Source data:
[Start of Attachment]
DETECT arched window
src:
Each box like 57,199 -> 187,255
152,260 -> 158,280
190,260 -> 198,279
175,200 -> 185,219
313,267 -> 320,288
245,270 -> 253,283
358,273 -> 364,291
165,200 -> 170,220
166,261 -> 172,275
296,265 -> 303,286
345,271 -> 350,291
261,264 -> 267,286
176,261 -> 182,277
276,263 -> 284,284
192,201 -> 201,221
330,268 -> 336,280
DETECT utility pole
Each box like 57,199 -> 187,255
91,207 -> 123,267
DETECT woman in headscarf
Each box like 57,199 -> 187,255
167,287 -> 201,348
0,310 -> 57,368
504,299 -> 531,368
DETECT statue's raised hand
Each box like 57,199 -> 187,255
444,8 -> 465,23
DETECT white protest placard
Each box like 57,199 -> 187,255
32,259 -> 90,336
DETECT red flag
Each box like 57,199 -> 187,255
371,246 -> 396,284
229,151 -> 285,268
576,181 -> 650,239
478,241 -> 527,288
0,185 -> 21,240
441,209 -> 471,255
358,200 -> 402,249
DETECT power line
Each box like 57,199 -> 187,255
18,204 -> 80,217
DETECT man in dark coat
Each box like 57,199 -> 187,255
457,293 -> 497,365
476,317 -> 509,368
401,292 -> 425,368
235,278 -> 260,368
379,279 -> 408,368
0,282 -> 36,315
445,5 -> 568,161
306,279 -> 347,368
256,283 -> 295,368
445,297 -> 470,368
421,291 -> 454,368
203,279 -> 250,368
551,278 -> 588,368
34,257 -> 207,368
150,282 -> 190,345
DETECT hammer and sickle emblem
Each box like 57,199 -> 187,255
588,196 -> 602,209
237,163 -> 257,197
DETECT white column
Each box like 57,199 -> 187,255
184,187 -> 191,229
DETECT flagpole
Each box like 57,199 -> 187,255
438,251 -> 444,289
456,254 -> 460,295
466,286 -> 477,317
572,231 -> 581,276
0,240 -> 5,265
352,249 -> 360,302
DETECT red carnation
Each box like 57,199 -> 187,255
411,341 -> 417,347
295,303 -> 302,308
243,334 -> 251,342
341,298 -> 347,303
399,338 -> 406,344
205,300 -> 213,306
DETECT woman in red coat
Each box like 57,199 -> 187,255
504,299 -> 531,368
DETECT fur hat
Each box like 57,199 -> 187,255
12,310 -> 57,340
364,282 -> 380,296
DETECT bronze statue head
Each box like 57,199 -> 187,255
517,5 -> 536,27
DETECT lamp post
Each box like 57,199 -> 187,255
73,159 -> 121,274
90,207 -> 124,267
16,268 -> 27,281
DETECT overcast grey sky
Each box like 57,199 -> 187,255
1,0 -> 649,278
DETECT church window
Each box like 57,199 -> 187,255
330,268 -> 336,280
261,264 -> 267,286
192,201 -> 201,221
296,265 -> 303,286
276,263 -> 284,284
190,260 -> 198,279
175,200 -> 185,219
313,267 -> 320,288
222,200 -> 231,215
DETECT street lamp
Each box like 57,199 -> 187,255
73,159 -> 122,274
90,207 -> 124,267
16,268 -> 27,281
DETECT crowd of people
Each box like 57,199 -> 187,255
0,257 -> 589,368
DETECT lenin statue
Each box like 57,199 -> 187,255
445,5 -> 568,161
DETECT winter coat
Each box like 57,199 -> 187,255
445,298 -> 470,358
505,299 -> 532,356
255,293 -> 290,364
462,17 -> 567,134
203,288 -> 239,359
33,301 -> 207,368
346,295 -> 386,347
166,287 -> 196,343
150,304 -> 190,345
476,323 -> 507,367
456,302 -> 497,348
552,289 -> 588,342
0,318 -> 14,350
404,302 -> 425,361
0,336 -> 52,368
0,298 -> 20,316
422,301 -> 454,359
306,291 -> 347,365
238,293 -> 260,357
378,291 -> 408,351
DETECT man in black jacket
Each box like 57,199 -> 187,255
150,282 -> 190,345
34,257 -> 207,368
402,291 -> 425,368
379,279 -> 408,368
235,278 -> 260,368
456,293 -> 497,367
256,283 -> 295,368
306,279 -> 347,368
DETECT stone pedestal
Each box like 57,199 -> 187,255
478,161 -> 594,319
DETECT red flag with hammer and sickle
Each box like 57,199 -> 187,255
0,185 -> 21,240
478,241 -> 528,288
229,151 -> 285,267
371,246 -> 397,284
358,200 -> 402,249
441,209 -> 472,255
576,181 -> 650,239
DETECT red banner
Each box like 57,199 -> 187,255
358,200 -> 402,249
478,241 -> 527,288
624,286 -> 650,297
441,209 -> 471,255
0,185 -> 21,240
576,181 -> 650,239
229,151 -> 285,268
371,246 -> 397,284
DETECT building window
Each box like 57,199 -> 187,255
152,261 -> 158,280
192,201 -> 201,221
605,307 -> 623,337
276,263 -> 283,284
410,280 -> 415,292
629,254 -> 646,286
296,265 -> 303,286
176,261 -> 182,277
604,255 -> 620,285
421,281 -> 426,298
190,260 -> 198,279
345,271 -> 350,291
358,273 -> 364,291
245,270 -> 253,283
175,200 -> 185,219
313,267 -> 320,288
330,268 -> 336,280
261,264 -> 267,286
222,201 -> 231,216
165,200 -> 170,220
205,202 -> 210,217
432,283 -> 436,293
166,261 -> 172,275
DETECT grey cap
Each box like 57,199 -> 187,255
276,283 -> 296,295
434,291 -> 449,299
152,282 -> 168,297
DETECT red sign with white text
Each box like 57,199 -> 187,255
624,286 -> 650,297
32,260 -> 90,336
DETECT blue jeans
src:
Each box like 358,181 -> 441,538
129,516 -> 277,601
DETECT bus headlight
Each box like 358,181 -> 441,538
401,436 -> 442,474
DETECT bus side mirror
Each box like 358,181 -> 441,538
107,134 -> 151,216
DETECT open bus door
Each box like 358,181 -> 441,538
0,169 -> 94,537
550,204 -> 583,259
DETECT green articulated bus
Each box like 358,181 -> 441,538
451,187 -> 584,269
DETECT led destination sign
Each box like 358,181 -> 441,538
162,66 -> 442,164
[End of Attachment]
PROBLEM TO WORK ON:
Look through the entries for the string "coat". Every line that has it belongs in the answer.

EXERCISE RESULT:
DETECT man in dark coat
DETECT woman in red coat
DETECT winter coat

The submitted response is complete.